Referring expression data:
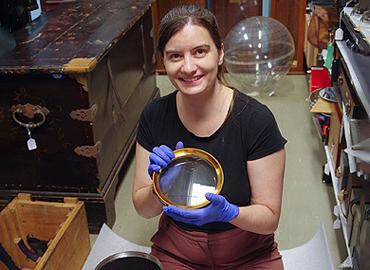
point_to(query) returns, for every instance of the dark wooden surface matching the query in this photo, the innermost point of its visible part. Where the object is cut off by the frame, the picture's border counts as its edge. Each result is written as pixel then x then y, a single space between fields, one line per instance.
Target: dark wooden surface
pixel 82 29
pixel 95 56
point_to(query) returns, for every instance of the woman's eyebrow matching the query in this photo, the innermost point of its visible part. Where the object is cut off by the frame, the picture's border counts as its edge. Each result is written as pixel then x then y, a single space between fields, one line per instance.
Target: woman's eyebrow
pixel 204 46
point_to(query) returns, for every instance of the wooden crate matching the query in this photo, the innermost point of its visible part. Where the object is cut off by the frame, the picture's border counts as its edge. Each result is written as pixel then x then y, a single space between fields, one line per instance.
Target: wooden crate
pixel 63 224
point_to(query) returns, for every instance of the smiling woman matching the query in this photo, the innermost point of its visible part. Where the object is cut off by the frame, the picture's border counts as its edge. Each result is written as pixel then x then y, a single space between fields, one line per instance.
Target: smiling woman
pixel 235 229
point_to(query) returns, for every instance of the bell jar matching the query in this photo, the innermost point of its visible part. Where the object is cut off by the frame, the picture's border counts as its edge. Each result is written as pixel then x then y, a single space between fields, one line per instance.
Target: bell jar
pixel 258 52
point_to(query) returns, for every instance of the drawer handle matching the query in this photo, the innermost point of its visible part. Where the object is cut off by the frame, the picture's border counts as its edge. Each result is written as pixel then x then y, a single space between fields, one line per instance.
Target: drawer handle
pixel 29 111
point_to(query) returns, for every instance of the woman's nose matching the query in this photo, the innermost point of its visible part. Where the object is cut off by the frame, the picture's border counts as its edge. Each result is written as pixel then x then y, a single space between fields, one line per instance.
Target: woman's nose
pixel 188 65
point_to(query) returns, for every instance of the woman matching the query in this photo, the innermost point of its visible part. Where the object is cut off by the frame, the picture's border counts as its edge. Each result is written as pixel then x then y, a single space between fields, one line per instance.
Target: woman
pixel 236 230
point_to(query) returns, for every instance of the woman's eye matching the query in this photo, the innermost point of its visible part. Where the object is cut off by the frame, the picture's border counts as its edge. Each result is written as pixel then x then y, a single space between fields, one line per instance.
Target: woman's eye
pixel 175 57
pixel 200 52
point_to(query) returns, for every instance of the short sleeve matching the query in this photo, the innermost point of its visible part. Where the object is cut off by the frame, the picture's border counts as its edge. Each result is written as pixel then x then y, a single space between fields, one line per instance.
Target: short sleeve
pixel 264 136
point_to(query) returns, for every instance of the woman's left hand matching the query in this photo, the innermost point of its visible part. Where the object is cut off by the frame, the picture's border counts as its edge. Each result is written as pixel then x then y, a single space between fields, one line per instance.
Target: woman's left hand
pixel 219 210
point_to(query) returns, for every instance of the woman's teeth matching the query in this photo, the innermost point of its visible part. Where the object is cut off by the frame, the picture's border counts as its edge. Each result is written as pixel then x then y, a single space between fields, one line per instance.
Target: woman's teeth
pixel 191 79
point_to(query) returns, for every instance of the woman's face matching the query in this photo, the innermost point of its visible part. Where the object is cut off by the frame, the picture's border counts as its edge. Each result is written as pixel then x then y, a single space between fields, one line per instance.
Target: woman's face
pixel 191 59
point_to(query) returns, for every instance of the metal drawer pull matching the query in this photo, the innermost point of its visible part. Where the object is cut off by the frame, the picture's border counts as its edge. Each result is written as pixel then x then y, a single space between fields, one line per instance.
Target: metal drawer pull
pixel 29 111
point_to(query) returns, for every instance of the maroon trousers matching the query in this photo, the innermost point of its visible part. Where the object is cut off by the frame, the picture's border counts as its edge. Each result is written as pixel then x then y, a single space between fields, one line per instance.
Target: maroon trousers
pixel 235 249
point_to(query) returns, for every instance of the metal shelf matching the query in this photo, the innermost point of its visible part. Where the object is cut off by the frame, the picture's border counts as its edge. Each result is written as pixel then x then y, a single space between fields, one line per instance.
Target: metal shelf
pixel 339 205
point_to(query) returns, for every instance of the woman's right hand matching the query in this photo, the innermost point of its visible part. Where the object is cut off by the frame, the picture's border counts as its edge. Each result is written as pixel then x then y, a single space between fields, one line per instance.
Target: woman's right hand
pixel 160 157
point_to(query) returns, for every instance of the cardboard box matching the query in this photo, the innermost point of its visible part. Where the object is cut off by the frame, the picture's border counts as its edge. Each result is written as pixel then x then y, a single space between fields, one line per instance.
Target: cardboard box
pixel 62 224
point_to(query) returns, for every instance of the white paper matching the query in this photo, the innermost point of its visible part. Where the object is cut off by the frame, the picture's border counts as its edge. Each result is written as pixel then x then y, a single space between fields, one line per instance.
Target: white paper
pixel 313 255
pixel 107 244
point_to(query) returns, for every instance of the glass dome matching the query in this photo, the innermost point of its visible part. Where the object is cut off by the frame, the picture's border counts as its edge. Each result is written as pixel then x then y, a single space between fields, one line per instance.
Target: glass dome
pixel 258 52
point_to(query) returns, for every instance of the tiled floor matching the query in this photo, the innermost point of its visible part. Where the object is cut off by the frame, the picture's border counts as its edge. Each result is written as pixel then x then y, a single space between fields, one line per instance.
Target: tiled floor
pixel 307 202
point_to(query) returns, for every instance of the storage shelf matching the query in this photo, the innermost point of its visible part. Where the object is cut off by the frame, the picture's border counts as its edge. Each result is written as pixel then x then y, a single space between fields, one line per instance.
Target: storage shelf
pixel 341 214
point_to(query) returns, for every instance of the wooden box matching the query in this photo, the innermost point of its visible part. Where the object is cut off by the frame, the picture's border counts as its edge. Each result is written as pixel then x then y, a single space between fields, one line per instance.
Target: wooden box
pixel 78 77
pixel 63 225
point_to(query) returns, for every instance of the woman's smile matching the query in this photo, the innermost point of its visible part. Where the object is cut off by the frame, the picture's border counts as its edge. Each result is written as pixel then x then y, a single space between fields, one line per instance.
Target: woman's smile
pixel 191 60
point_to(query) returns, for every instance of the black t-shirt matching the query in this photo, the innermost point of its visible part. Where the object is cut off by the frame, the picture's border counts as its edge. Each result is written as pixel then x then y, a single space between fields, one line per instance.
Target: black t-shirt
pixel 250 132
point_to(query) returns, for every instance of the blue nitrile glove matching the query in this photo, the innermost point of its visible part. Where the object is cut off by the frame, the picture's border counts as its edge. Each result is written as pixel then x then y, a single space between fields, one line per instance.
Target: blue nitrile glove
pixel 160 157
pixel 218 210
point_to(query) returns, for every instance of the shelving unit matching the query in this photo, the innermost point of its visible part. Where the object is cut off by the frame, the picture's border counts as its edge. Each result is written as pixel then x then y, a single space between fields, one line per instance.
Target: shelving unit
pixel 339 206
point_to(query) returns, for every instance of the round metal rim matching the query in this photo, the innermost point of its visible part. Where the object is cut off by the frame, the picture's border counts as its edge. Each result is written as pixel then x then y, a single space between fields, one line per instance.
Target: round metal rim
pixel 188 152
pixel 128 254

### Requirement
Each line of the data above is to be output exactly; the pictures are not to appear.

### Solution to the problem
point_to(query) returns, for every instance of the dark wooden surface matching the query in this photo, the innermost point of its visible part. Where the object is cut off by the frame, the picture's border counts as its edge. Each result is written as pixel then x then y, a single space between fields, one line per instance.
Target: dark wooden surface
pixel 82 29
pixel 95 56
point_to(query) returns, for every instance of the woman's eyebrow matching the query in this photo, the innermost point of its visible part. Where the object is cut off by the frame, the picture's border counts as its edge. Each result is written as pixel then x then y, a single space between fields, one line per instance.
Target: woman's eyebrow
pixel 204 46
point_to(query) returns, for every instance of the wooden crate matching the query in this photo, the innermost point of its visible part. Where the object is cut off by the frame, the picture's border counts as its edge. Each result is written as pixel then x then y, a single space between fields, one line per instance.
Target: wooden crate
pixel 63 224
point_to(query) returns, for every instance of the smiling woman matching the query in this photo, the innermost point of its visible part. Where the object is cut off by the frame, the picture's border counts as its edge. Each result is written as pixel then x then y, a single space between fields, one line per instance.
Target: smiling woman
pixel 235 229
point_to(query) returns, for every instance of the bell jar matching the query in this photo, the innermost point of its visible part. Where the object is cut off by the frame, the picture's border counts as its edge. Each result is written as pixel then x then y, a single space between fields, one line per instance.
Target: bell jar
pixel 258 52
point_to(query) returns, for every instance of the drawer handle matching the query in this photo, the innermost point of its visible part. Where the object is cut off by the frame, the picture's border counts as its edge. Each result is written as pixel then x then y, a single space between fields, one line per instance.
Target: drawer handle
pixel 29 111
point_to(query) returns, for every instance of the woman's nose matching the query in this photo, the innermost point of its visible part. Where the object is cut off by the frame, the picture's border counts as its edge. Each result is written as pixel then x then y, a single space between fields, one line per instance.
Target: woman's nose
pixel 188 65
point_to(query) returns, for every instance of the woman matching the query in this photo, the innermost point of its visible part. Where the object is cut off by the frame, the picture's border counts as its edge. Each result is written as pixel then x then y, a single space between fields, one line per instance.
Target: woman
pixel 236 230
point_to(query) returns, for every instance of the woman's eye matching the query in this photo, the innermost point of its visible part. Where the object is cut off by the frame, the picture's border counts as its edge. Each result is written as pixel then x then y, a single space between fields, one line per instance.
Target: woman's eye
pixel 175 57
pixel 200 52
point_to(query) returns, for every instance of the short sleeve matching the query in this photo, the innermost point of its visible part. Where the object is cut off by the frame, the picture's border counts as its edge. Each result is written as pixel then x then y, a single space between fields, one line per instance.
Target: short sleeve
pixel 264 136
point_to(query) returns, for every instance of the woman's left hand matching the query in this photo, the innermost point of its visible part. Where the object is cut off by the frame, the picture's border counts as its edge. Each result is written as pixel then x then y, a single space between fields, one line per instance.
Target: woman's left hand
pixel 219 210
point_to(query) returns, for every instance of the woman's teeth matching the query in this photo, the innermost point of its visible part. Where the object is cut off by the frame, the picture's border counts as its edge. Each result is written as pixel then x then y, a single space between fields, one line per instance.
Target: woman's teeth
pixel 191 79
point_to(query) returns, for every instance of the woman's face matching the query in this photo, the innermost point of its visible part. Where the object is cut off by the frame, the picture's border counts as its edge. Each result is written as pixel then x then y, a single space between fields, one line per instance.
Target: woman's face
pixel 191 59
point_to(query) returns, for every instance of the metal drawer pull matching the query in this photo, the innermost point of its visible part. Where the object is cut off by the frame, the picture's border counts as its edge. Each result is written as pixel then x then y, a single space between fields, one line per instance.
Target: metal drawer pull
pixel 29 111
point_to(query) returns, for every instance of the maroon trousers matching the query in this photo, the innermost point of its visible part. Where the object is cut off by the frame, the picture's border counts as its edge. Each result is written as pixel then x then y, a single space between fields, one line per instance.
Target: maroon trousers
pixel 235 249
point_to(query) returns, for every instance of the metal shelf matching the query in this photo, the innermost point of its visible part. Where the object is cut off by the frame, the picture's border counts as its edge. Each result is written as pixel then x then y, a single space between fields, one line per instance.
Target: metal shelf
pixel 339 205
point_to(query) returns, for every instance of the woman's right hand matching the query in this photo, the innermost point of its visible part. Where the object is cut off by the frame, the picture's border counts as its edge. Each result is written as pixel then x then y, a single space between fields, one line per instance.
Target: woman's right hand
pixel 160 157
point_to(query) returns, for every instance of the cardboard box matching the query in this photo, the innermost point of its visible part. Where the object is cut off by the frame, the picture's border counts as its edge. Each result is written as pixel then x then y, a single space between fields, one line per instance.
Target: cardboard box
pixel 62 224
point_to(query) returns, for every instance of the white paper matching the query in this photo, the innermost point of its visible part. Where the object is cut off by the frame, the picture's border counts as its edge. Each result is written as pixel then x then y, a single space between fields, one line per instance.
Target: white paper
pixel 313 255
pixel 107 244
point_to(query) returns, for every instance of the glass dome matching the query in this photo, the innermost point of its visible part. Where the object is cut off by the frame, the picture's border counts as its edge. Each result is written as pixel then x then y, a single space between fields, one line per instance.
Target: glass dome
pixel 258 52
point_to(query) returns, for every instance of the tiled floor matching the query in this photo, the innermost point of its visible part. Where the object is cut off by the frame, the picture's border counts as its edge. Each result is written as pixel then x then y, a single space between fields, one line per instance.
Target: tiled floor
pixel 307 202
point_to(query) returns, for every instance of the storage shelf matching the query in this photo, the innermost point of its visible part. Where the object is cut off by the frame, the picture's border counts as its edge. Each result is written as pixel then x then y, a single space between fields, one line per instance.
Target: storage shelf
pixel 341 214
point_to(query) returns, for every instance of the wooden box matching the query in this photo, the innermost point of its visible part. Where the object is cut off by the frame, the picture's border counts as its edge. Each result is written as pixel then x then y, a single space between fields, one line per instance.
Target: wooden box
pixel 78 77
pixel 63 225
point_to(query) returns, for every instance of the woman's smile matching the query in this photo, the innermost point of its visible part. Where the object is cut off by the frame, the picture's border counts as its edge. Each result is written as pixel then x then y, a single space between fields, one line per instance.
Target: woman's smile
pixel 191 60
point_to(query) returns, for every instance of the black t-shirt matching the query in this photo, the innermost point of its visible part. Where the object is cut off by the frame, the picture's border counts as its edge. Each result is written as pixel then x then y, a single space between fields, one line per instance.
Target: black t-shirt
pixel 250 132
point_to(query) returns, for every instance of the blue nitrile glove matching the query in this photo, the innermost point of its visible part. Where the object is cut off by the frame, the picture's border counts as its edge. Each result is written as pixel then x then y, a single space between fields, one line per instance.
Target: blue nitrile glove
pixel 160 157
pixel 218 210
point_to(query) returns, for every instance of the shelving unit matching the query in this photo, the innermost point of its visible part. Where the object is cut off by the frame, the picture's border counts as its edge. Each result is written as pixel then x then y, a single space between fields, one line per instance.
Target: shelving unit
pixel 339 206
point_to(query) returns, for every instance of the round metal rim matching the query in this photo, the innermost point of its visible part. Where the object is cut off by the frame, the picture's border counts as its edge. Each result is written as pixel then x then y, a single space between fields, one line per instance.
Target: round metal rim
pixel 188 152
pixel 128 254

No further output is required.